### Given passage
----------

Re: [PATCH v4 1/3] cacheinfo: Add arch specific early level initializer

From: Radu Rendec
Date: Thu May 11 2023 - 15:56:05 EST


On Wed, 2023-05-10 at 17:00 -0700, Ricardo Neri wrote:
> On Wed, May 10, 2023 at 04:44:49PM -0400, Radu Rendec wrote:
> > On Wed, 2023-05-10 at 12:12 -0700, Ricardo Neri wrote:
> > > On Wed, Apr 12, 2023 at 02:57:57PM -0400, Radu Rendec wrote:
> > > > This patch gives architecture specific code the ability to initialize
> > > > the cache level and allocate cacheinfo memory early, when cache level
> > > > initialization runs on the primary CPU for all possible CPUs.
> > [cut]
> > > > -int detect_cache_attributes(unsigned int cpu)
> > > > +static inline int init_level_allocate_ci(unsigned int cpu)
> > > >  {
> > > > -       int ret;
> > > > +       unsigned int early_leaves = cache_leaves(cpu);
> > > >  
> > > >         /* Since early initialization/allocation of the cacheinfo is allowed
> > > >          * via fetch_cache_info() and this also gets called as CPU hotplug
> > > >          * callbacks via cacheinfo_cpu_online, the init/alloc can be skipped
> > > >          * as it will happen only once (the cacheinfo memory is never freed).
> > > > -        * Just populate the cacheinfo.

----------

### Dataset content
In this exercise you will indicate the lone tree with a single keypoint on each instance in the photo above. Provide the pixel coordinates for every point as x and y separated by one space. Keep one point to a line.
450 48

----------

### Task statement
Please output the entire cacheinfo patch email word for word. Rely on the cacheinfo patch email alone.

### Correct result
Re: [PATCH v4 1/3] cacheinfo: Add arch specific early level initializer

From: Radu Rendec
Date: Thu May 11 2023 - 15:56:05 EST


On Wed, 2023-05-10 at 17:00 -0700, Ricardo Neri wrote:
> On Wed, May 10, 2023 at 04:44:49PM -0400, Radu Rendec wrote:
> > On Wed, 2023-05-10 at 12:12 -0700, Ricardo Neri wrote:
> > > On Wed, Apr 12, 2023 at 02:57:57PM -0400, Radu Rendec wrote:
> > > > This patch gives architecture specific code the ability to initialize
> > > > the cache level and allocate cacheinfo memory early, when cache level
> > > > initialization runs on the primary CPU for all possible CPUs.
> > [cut]
> > > > -int detect_cache_attributes(unsigned int cpu)
> > > > +static inline int init_level_allocate_ci(unsigned int cpu)
> > > >  {
> > > > -       int ret;
> > > > +       unsigned int early_leaves = cache_leaves(cpu);
> > > >  
> > > >         /* Since early initialization/allocation of the cacheinfo is allowed
> > > >          * via fetch_cache_info() and this also gets called as CPU hotplug
> > > >          * callbacks via cacheinfo_cpu_online, the init/alloc can be skipped
> > > >          * as it will happen only once (the cacheinfo memory is never freed).
> > > > -        * Just populate the cacheinfo.